- Task objective -
Count the lines in the records below that contain the word "small" and state only the resulting number.

- Exercise material -
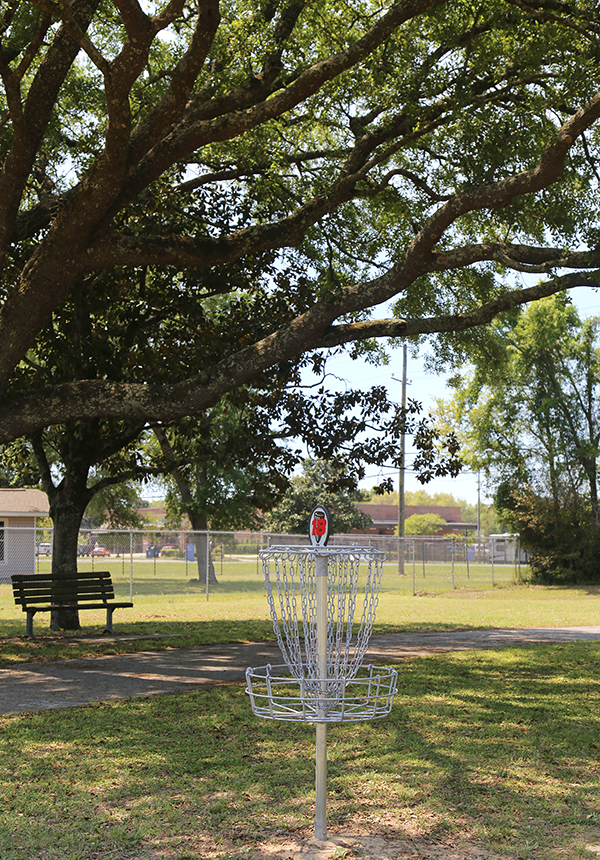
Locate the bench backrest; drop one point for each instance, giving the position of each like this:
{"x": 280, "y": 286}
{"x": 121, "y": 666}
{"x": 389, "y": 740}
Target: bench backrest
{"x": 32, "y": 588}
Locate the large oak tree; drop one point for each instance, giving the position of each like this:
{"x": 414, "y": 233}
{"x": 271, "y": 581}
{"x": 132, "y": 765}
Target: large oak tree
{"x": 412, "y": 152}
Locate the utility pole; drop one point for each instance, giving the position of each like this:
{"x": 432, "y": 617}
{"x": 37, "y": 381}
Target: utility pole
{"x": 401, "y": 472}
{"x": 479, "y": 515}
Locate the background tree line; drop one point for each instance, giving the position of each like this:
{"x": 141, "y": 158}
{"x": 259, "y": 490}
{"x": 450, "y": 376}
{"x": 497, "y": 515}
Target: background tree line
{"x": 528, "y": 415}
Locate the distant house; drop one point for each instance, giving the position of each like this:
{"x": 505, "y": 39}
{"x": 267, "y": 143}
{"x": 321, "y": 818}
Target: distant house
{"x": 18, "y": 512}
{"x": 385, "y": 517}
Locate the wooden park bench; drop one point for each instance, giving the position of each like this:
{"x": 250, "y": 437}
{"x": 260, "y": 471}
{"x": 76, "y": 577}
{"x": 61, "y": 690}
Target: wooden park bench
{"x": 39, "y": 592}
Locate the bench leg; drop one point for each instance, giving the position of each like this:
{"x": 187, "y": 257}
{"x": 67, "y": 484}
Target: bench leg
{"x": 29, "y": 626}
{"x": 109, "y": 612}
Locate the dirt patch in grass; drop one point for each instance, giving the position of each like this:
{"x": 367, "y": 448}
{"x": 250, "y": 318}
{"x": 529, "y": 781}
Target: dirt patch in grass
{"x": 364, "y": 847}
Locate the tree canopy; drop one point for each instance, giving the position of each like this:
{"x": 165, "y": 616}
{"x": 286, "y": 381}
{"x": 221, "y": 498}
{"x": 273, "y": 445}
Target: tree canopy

* * *

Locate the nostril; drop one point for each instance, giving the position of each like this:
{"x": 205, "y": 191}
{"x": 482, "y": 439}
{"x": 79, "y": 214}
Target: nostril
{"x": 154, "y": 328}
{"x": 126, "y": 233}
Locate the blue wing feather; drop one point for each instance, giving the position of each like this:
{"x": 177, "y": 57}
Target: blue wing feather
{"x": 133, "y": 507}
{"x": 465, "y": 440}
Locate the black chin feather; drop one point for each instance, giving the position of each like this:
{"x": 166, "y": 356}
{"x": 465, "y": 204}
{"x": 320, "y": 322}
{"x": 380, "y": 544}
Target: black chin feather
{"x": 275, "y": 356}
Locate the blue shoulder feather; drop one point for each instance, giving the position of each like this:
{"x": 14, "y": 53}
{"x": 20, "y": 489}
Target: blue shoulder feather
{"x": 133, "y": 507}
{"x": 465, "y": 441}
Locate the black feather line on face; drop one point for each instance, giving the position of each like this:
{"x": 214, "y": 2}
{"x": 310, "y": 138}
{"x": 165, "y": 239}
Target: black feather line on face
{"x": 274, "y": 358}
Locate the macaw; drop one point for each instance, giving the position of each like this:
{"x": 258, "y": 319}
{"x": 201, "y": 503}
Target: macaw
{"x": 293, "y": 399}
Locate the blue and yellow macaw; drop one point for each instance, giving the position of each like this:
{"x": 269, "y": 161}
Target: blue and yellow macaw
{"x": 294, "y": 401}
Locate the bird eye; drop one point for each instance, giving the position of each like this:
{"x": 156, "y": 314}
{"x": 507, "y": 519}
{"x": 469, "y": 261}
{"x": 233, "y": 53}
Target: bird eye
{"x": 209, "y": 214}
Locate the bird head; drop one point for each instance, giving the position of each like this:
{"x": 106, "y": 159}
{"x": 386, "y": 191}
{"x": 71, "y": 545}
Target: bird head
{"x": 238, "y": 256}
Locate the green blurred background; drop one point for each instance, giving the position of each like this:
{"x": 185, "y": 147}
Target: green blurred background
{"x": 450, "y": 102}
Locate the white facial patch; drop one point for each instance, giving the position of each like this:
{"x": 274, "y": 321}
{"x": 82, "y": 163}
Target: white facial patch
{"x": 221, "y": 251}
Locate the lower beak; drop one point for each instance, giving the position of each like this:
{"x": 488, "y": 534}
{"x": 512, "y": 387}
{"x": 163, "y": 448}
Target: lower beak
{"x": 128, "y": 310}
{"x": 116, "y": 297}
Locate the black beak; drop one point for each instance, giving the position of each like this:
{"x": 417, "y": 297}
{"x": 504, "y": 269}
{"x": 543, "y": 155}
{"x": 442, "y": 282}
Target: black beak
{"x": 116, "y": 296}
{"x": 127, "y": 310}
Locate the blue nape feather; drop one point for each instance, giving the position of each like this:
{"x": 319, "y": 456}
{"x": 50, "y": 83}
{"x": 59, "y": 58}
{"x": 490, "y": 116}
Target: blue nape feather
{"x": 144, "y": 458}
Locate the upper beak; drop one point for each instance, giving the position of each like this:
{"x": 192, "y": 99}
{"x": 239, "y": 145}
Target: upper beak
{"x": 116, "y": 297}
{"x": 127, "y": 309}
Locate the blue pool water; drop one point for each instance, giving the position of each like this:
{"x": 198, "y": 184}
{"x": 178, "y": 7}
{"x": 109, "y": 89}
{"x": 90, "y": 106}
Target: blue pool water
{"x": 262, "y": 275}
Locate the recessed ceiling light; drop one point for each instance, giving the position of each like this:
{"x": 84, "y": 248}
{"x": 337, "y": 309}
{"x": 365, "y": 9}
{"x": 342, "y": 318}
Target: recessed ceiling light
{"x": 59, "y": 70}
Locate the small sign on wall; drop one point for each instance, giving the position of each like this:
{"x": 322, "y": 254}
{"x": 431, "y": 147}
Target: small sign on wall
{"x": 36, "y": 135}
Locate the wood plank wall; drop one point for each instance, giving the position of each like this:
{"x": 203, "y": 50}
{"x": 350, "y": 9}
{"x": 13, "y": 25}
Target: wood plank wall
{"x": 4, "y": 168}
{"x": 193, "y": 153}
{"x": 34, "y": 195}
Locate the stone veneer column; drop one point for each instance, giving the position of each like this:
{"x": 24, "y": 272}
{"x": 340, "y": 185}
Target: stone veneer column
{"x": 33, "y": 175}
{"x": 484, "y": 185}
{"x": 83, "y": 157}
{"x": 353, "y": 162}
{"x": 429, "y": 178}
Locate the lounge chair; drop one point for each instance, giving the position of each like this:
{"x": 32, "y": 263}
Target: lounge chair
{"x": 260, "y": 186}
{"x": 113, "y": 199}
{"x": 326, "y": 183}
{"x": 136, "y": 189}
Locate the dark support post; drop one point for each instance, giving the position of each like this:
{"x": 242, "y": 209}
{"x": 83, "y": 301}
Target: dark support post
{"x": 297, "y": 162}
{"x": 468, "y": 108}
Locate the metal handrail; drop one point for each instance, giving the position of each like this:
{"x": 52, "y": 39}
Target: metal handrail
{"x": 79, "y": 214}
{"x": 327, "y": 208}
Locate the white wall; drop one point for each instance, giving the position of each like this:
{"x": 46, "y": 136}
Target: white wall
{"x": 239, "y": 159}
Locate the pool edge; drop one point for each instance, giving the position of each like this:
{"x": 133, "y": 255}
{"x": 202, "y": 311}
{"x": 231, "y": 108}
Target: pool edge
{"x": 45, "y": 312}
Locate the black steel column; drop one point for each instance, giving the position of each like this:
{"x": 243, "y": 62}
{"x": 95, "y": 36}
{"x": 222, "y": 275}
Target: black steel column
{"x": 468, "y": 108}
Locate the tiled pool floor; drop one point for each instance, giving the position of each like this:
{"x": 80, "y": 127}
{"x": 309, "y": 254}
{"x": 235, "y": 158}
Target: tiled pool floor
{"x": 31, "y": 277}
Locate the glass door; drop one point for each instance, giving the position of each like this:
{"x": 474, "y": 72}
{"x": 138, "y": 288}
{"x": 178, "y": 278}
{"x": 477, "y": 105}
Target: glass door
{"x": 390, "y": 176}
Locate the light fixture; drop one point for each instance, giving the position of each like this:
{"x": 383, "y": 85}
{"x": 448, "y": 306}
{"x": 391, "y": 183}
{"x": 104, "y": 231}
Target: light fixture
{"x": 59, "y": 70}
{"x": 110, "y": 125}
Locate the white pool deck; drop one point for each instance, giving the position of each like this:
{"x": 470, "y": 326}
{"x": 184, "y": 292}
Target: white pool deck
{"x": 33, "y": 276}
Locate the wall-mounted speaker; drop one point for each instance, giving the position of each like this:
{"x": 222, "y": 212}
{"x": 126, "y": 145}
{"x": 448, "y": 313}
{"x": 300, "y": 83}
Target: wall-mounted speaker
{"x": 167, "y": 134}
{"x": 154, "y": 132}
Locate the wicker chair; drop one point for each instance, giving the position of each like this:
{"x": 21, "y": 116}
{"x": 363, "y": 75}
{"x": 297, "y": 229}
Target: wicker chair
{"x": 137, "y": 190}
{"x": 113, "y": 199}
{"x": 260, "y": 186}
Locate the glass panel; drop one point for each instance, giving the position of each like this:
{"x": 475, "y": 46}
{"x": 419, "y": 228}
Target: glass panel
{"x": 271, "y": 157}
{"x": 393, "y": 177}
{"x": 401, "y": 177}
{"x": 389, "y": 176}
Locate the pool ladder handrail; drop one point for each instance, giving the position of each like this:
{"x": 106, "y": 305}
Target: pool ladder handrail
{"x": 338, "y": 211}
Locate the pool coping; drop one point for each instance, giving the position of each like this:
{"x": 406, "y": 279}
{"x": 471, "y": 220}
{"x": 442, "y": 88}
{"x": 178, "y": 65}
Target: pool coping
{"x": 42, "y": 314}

==

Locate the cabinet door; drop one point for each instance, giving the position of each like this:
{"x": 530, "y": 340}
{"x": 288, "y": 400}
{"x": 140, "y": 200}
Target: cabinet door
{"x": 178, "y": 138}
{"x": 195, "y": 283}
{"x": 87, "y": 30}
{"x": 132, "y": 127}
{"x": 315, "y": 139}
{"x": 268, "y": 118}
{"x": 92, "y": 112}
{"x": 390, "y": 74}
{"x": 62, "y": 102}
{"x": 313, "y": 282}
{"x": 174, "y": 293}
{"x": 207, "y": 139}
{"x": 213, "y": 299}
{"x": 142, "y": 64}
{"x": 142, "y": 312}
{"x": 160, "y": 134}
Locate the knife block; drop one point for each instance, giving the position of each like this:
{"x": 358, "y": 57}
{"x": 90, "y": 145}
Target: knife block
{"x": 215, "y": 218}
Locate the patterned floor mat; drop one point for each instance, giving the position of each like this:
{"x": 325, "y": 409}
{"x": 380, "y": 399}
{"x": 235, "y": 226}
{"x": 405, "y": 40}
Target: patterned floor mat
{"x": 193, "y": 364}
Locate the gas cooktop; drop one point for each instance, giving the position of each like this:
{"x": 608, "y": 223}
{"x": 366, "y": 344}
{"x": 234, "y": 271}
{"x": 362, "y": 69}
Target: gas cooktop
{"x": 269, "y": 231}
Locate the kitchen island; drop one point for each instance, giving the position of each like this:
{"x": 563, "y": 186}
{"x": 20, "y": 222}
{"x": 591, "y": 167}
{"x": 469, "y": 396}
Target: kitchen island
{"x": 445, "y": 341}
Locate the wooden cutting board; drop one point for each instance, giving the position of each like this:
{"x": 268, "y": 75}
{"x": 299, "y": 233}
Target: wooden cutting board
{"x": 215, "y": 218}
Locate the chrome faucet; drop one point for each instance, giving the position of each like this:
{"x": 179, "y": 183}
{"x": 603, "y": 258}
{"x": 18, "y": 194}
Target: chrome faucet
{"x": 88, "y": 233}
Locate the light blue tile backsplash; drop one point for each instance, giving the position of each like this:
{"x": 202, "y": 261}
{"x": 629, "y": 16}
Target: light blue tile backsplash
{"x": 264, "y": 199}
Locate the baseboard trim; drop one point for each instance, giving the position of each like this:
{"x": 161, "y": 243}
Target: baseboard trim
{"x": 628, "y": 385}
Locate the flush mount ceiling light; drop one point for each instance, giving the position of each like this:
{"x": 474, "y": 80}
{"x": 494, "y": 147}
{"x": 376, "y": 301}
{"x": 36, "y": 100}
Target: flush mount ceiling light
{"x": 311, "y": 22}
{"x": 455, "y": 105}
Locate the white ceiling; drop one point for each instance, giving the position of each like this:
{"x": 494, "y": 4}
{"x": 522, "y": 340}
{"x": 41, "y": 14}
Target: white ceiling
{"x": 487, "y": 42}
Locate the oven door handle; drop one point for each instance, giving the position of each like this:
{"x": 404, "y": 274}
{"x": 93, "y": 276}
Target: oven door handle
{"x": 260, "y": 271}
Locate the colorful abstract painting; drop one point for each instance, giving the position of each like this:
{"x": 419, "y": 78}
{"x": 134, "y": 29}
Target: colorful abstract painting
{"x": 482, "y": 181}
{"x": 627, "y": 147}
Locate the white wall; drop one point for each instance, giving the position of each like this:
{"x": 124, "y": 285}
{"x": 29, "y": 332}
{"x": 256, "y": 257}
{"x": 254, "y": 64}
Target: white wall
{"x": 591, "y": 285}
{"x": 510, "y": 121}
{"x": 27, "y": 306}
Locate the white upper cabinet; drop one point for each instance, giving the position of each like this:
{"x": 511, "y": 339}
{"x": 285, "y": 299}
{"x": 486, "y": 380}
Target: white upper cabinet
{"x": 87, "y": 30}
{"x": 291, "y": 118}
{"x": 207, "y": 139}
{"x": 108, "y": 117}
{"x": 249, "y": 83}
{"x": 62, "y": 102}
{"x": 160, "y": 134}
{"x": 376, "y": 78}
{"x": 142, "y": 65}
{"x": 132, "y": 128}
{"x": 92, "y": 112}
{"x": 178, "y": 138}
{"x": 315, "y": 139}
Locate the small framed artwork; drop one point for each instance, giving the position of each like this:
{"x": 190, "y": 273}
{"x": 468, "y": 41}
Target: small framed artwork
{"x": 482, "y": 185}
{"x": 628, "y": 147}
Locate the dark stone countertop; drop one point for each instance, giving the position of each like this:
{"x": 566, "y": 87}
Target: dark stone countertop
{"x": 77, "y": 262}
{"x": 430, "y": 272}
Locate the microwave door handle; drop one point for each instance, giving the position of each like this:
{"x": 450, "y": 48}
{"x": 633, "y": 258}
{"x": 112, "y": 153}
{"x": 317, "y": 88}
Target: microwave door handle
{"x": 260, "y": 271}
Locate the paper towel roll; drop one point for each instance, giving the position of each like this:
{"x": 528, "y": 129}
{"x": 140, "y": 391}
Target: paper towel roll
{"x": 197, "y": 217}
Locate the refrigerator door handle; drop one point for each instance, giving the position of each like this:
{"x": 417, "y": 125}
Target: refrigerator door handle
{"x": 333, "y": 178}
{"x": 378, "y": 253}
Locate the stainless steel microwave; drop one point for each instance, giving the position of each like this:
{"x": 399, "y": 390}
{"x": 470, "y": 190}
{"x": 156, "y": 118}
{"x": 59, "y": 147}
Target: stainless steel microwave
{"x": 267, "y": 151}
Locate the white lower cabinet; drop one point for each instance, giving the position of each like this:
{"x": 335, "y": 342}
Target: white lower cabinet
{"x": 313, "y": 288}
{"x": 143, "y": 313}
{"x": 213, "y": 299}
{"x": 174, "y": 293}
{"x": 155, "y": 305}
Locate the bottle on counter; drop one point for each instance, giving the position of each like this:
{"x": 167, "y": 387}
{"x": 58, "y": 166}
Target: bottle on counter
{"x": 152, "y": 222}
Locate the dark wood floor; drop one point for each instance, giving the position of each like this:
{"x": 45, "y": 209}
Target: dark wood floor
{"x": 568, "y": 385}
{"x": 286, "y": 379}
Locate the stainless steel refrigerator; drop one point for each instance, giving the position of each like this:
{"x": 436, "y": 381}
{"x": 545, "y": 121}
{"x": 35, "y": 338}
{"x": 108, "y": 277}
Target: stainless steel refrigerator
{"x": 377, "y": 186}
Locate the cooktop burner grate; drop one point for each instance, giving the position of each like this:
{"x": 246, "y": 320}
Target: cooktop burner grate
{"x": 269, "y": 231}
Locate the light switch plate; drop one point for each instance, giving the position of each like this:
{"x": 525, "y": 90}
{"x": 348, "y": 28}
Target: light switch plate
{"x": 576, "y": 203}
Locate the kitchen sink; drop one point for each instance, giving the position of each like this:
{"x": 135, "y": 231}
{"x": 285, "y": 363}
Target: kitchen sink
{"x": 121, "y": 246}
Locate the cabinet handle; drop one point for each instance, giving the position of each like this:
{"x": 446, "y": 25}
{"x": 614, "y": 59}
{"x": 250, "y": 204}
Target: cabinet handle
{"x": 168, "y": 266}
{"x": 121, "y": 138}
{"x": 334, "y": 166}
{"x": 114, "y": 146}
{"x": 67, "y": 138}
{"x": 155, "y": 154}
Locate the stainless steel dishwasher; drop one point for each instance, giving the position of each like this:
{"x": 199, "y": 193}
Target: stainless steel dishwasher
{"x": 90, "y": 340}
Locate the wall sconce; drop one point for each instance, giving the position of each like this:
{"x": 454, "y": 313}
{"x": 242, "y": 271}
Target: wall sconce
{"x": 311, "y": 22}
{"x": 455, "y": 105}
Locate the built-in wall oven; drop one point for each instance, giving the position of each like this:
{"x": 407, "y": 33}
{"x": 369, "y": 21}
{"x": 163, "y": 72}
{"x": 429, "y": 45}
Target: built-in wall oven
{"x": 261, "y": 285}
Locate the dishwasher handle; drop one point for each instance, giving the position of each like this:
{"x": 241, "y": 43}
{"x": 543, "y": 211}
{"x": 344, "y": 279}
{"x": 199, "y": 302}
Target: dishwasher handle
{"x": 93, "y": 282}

- The completed task -
4